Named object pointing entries

════════════════

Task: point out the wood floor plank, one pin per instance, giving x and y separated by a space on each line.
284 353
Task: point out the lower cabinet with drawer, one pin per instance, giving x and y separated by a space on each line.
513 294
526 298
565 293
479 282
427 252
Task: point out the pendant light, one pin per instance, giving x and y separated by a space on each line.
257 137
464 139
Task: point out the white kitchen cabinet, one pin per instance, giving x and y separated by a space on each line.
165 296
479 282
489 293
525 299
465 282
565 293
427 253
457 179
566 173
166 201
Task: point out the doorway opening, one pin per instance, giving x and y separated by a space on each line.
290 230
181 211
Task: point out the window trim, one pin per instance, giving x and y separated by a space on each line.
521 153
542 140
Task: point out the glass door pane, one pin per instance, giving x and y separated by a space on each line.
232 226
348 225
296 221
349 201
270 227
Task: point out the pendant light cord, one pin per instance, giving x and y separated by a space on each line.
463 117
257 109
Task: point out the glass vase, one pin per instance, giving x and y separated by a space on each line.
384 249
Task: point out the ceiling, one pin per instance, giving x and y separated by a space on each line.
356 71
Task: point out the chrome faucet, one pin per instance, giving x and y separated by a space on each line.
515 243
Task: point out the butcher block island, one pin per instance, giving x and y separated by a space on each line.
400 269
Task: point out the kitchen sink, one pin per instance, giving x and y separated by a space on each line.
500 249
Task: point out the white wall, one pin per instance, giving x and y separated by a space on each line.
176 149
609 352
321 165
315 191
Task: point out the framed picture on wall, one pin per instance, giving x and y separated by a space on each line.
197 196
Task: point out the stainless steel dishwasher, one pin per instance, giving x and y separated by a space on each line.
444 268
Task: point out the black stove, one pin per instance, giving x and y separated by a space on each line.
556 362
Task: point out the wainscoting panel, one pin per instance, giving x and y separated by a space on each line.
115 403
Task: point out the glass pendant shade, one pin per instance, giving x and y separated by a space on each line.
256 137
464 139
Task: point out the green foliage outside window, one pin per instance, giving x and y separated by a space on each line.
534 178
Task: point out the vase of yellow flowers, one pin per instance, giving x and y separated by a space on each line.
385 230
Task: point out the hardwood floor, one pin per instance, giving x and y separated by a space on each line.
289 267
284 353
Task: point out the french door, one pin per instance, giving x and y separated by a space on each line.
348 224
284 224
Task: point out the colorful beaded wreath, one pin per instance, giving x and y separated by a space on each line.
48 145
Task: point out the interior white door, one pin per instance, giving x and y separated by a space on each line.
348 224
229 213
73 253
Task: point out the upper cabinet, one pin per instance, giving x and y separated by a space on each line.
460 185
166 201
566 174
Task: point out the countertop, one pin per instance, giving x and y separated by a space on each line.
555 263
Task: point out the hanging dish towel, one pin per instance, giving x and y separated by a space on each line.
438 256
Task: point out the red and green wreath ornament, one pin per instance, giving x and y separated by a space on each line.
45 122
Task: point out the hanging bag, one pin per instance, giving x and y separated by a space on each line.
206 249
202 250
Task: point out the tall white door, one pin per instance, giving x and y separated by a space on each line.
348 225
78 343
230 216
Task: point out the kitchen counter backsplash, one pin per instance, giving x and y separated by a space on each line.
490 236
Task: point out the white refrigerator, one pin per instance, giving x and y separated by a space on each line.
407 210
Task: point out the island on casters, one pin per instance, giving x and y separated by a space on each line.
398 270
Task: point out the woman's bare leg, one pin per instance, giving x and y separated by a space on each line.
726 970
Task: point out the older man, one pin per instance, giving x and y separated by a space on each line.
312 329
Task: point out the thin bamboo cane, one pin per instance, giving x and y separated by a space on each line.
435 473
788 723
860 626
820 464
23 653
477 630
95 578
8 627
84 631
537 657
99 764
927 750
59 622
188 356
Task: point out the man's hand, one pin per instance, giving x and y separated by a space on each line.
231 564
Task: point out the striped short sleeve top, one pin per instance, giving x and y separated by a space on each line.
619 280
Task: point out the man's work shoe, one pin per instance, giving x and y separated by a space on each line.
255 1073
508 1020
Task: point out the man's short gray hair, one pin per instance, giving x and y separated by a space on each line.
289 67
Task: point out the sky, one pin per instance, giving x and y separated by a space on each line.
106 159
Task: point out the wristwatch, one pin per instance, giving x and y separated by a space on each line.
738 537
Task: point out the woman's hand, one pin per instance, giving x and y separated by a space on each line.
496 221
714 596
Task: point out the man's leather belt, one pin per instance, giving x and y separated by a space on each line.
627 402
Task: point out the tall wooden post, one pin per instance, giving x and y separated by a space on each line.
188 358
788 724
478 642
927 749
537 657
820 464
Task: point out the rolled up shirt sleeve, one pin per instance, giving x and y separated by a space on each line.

════════════════

■ Your task ■
Using the data above, reproduce every line exactly.

■ Written solution ■
Task: point out the wood floor plank, one pin per instance, giving x and y separated by a space on each line.
284 353
Task: point out the lower cabinet with drawer, one pin per instance, giving x and y separated by a space on each line.
513 294
526 298
565 293
479 282
427 252
Task: point out the pendant light, one pin per instance, giving x and y separated by a space on each line.
257 137
464 139
Task: point out the white kitchen cabinet, one pin per instance, giving x and y separated by a space on each line.
165 296
479 282
489 293
525 299
465 282
565 293
427 253
457 179
566 173
166 201
Task: point out the doorway opening, one pin per instance, giving x and y separated by a space on each line.
290 230
181 211
Task: point out the window trim, one pin per instance, giving x and y separated by a space on each line.
521 153
542 140
Task: point out the glass door pane, one pin per instance, giving x and y separated by a space on each line.
232 226
348 225
296 221
349 201
270 227
Task: point out the pendant light cord, one pin per instance, giving x and y separated by a space on each line.
463 117
257 109
Task: point out the glass vase, one pin per instance, giving x and y separated by a space on each line.
384 249
Task: point out the ceiling, one pin per instance, giving x and y separated by a space on each line.
356 71
Task: point out the chrome faucet, one pin per instance, giving x and y separated by a space on each line.
515 243
Task: point out the butcher block island, one pin per instance, giving x and y separated by a space on each line.
400 269
Task: point out the kitchen sink, one pin per instance, giving x and y separated by a space on each line.
500 249
Task: point out the white wall, one pin per instance, giving x and y separated by a space on each line.
176 149
609 352
321 165
315 191
Task: point out the framed picture on wall, one pin per instance, giving x and y separated by a space on each line.
197 196
Task: point out the stainless steel dishwasher, one pin per instance, giving x and y separated by a space on each line.
444 268
Task: point out the black stove, one pin per instance, giving x and y separated by a space on each line.
556 362
Task: point out the wainscoting panel, one pin per instance, giving x and y separated by a space on each line.
115 403
Task: point out the glass pendant shade, one pin per instance, giving x and y separated by a space on each line.
256 137
464 139
Task: point out the green foliage outside window, one pin per instance, giving x and y separated by a space on each line.
534 178
Task: point out the vase of yellow flowers, one pin per instance, giving x and y separated by a space on each line.
385 230
Task: point out the hardwood floor, one pin per instance, giving x and y separated by a space on each line.
289 267
284 353
Task: point out the french door, one pin per instance, giving x and y separated by a space on each line.
348 224
284 224
Task: point out the colorful beaded wreath, one pin per instance, giving x and y separated by a space on each line.
48 145
Task: point out the interior white door, one pin per instance, giving x and y separated by a space on each line.
348 224
229 213
73 253
Task: point out the upper cabinet, one pin per instance, giving x and y separated by a space on each line.
460 185
166 201
566 174
Task: point out the countertop, one pin per instance, giving x and y separated by a space on each line.
555 263
Task: point out the hanging dish towel, one pin per instance, giving x and y separated by a space on each line.
438 256
Task: point out the red and green wreath ornament, one pin per instance, giving x and y separated by a space on each line.
45 122
Task: point out the hanging bag, one pin per instance, giving x and y separated by a space on each line.
206 249
202 250
Task: point out the tall white door, one pin per instance, giving x and y separated by a space on each line.
348 225
78 343
230 216
Task: point out the kitchen counter backsplash, one pin per instance, giving x and y separated by a space on each line.
490 236
Task: point out the white refrigerator, one pin per instance, giving x and y separated by a space on each line.
407 210
Task: point out the island on casters, one pin per instance, giving x and y separated by a space on each line.
398 270
Task: point out the woman's bare leg, one pin per instance, giving x and y separated by a space on each line.
726 970
Task: point out the older man, one pin per instance, giving x and y separated by a space on each line.
312 329
Task: point out the thin bamboo cane, one pin per instance, giving x and y separated by a space on each line.
435 473
788 723
860 626
820 464
23 653
477 630
95 578
8 627
84 631
537 657
99 764
927 750
59 622
188 356
Task: point out the man's hand, one pin per instance, giving x and y separated by a space on each line.
231 564
Task: point out the striped short sleeve top, one pin per instance, giving x and y separated by a space on each line.
619 280
Task: point out the man's work shoe, one pin per instance, giving x and y separated by a space on each line.
255 1073
508 1020
Task: point out the man's short gray hair, one pin per instance, giving x and y separated by a space on each line.
289 67
Task: point out the sky, one pin per instance, giving x and y separated by a space on each line.
106 159
Task: point out the wristwatch, one pin per instance, giving x and y separated by a space on each line.
738 537
Task: point out the woman's hand, one pin per instance, giving x and y separated by a space on each line.
496 221
714 596
Task: point out the man's leather belt, one pin per instance, giving x and y separated by a space on each line.
627 402
Task: point out the tall wooden post, one pin per instance, giving x and y separated by a space on each line.
188 358
788 724
478 642
927 749
537 657
820 464
Task: point out the rolled up shirt sleeve, one pin per instance, giving x and y separated by a space on each line.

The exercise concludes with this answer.